— Problem description —
Reproduce, exactly, the lines of the material below from the line containing "Where can the white" through the line containing "Where can the green meadow", with both end lines included and nothing else.

— Information supplied —
● ● ●

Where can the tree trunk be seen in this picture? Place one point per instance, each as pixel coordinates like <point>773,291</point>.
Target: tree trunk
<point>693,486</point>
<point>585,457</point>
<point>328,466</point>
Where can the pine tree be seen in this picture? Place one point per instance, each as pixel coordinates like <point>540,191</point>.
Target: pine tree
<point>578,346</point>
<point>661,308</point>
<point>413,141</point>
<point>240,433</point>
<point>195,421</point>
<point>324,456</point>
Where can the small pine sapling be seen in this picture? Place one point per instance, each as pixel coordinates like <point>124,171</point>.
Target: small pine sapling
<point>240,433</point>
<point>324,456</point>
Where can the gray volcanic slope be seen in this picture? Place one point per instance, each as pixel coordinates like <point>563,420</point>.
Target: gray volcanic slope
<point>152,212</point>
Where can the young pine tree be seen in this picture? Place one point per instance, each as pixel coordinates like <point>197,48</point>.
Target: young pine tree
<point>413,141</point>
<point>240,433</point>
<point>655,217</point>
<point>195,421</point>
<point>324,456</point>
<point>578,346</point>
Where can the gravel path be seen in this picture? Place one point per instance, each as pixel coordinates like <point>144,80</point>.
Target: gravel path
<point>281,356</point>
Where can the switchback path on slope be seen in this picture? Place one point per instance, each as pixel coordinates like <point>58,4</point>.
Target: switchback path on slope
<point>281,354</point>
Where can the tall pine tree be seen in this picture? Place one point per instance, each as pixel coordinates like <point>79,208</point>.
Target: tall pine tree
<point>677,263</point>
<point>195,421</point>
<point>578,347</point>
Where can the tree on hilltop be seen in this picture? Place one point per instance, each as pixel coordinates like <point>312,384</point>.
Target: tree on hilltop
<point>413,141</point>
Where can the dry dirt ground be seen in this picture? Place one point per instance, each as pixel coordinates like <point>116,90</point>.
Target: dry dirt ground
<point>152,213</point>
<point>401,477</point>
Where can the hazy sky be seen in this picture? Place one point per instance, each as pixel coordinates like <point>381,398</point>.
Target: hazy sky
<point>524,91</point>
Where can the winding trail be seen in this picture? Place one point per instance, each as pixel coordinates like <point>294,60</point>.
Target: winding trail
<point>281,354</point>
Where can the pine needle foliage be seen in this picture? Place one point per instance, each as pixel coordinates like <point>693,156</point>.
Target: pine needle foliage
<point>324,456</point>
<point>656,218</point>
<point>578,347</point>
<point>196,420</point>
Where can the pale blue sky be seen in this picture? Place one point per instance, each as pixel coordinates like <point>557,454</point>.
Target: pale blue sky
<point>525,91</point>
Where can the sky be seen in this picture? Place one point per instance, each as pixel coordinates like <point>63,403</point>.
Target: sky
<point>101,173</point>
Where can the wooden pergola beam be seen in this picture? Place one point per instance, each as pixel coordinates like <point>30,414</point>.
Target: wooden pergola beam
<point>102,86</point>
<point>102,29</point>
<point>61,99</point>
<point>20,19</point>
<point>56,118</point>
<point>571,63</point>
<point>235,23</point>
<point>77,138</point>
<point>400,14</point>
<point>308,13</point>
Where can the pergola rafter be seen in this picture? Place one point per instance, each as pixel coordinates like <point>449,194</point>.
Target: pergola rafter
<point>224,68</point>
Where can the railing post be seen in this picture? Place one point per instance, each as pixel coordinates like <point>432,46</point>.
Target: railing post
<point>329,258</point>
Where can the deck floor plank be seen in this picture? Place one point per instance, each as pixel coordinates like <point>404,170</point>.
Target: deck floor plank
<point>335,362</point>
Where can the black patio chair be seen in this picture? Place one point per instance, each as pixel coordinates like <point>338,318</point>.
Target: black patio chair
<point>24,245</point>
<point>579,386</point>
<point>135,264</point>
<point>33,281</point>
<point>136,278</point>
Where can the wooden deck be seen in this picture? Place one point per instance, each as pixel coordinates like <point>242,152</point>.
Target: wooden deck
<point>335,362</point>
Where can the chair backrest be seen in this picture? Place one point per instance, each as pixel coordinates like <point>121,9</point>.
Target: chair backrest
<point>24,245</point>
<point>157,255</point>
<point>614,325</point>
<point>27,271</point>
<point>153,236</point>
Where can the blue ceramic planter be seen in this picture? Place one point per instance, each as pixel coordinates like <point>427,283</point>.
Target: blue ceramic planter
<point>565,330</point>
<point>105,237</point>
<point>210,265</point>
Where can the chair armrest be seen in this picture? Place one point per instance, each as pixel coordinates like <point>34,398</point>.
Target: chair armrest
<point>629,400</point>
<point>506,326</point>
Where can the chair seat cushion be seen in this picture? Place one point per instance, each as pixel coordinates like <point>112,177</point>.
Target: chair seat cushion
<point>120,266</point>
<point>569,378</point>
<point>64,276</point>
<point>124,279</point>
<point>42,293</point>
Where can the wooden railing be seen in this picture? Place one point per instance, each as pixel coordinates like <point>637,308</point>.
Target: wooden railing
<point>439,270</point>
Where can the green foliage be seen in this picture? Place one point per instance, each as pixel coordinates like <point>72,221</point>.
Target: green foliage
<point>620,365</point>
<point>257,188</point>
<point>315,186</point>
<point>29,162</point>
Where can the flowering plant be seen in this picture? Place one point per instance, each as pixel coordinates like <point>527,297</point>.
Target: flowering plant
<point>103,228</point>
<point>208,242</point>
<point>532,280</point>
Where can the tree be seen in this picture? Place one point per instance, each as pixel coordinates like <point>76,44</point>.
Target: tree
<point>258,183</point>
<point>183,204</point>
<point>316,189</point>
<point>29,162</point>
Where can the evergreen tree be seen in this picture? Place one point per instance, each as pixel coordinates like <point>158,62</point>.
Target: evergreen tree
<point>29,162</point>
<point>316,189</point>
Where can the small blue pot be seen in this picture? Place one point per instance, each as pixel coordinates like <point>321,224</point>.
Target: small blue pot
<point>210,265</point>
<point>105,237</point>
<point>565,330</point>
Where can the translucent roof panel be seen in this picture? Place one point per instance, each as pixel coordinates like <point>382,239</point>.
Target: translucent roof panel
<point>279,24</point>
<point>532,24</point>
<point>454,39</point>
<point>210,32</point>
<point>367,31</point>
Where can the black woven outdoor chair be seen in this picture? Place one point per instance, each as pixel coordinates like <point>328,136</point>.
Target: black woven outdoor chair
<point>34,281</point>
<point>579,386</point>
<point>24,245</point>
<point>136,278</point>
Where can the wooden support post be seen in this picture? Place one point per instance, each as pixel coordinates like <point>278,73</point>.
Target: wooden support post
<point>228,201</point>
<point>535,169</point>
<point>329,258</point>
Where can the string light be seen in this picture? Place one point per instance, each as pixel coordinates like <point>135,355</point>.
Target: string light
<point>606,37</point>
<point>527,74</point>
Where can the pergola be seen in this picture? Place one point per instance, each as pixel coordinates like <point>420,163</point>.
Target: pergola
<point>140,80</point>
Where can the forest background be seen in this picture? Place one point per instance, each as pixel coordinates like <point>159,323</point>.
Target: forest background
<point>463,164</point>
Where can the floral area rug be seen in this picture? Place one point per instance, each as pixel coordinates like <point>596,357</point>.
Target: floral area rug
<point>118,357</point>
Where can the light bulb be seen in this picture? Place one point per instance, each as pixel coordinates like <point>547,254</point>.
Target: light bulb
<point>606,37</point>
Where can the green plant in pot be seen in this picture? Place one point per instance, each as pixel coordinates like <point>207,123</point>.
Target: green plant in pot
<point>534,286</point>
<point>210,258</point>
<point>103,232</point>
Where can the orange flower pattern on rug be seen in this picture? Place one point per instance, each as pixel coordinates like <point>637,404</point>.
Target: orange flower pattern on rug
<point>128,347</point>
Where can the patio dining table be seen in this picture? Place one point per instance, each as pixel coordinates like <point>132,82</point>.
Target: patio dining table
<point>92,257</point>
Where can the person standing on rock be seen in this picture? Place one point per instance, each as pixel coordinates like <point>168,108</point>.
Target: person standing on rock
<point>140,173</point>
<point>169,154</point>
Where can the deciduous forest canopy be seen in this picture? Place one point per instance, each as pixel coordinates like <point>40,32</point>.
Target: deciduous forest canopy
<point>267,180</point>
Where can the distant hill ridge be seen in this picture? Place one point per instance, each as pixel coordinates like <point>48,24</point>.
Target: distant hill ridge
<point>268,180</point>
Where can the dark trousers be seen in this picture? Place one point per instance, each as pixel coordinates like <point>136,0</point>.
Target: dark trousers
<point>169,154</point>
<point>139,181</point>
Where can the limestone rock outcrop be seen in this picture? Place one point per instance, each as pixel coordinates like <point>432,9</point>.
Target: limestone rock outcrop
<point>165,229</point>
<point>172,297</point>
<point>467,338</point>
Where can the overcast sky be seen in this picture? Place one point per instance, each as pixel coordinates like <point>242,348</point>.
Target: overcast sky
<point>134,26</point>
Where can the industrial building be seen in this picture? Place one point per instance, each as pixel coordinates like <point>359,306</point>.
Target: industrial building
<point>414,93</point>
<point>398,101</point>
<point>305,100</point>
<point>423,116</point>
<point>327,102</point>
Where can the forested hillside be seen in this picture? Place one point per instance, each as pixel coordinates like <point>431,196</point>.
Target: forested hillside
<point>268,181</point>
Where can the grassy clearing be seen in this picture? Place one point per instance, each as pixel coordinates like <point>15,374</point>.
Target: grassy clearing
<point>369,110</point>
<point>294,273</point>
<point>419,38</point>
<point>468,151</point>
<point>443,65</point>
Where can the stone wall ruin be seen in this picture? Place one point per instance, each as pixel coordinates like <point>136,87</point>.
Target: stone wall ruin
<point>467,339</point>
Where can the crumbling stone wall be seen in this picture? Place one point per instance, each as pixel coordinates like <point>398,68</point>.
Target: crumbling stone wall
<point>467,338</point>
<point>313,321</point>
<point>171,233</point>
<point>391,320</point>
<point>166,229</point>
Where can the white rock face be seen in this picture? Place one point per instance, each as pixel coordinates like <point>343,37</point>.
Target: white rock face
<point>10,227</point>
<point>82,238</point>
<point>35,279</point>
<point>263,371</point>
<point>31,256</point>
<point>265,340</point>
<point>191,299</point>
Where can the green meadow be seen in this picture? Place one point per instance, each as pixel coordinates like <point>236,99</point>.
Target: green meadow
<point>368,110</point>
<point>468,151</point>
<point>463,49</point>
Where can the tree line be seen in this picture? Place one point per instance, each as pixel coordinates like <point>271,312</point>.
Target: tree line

● ● ●

— Exercise output —
Where can the white rock face be seen in this picture? Place one point per instance, each as pixel coordinates like <point>343,37</point>.
Target: white rock face
<point>10,227</point>
<point>82,238</point>
<point>35,279</point>
<point>263,371</point>
<point>31,256</point>
<point>265,340</point>
<point>191,299</point>
Where can the green meadow be seen in this picture? Place one point per instance, each as pixel coordinates like <point>236,99</point>.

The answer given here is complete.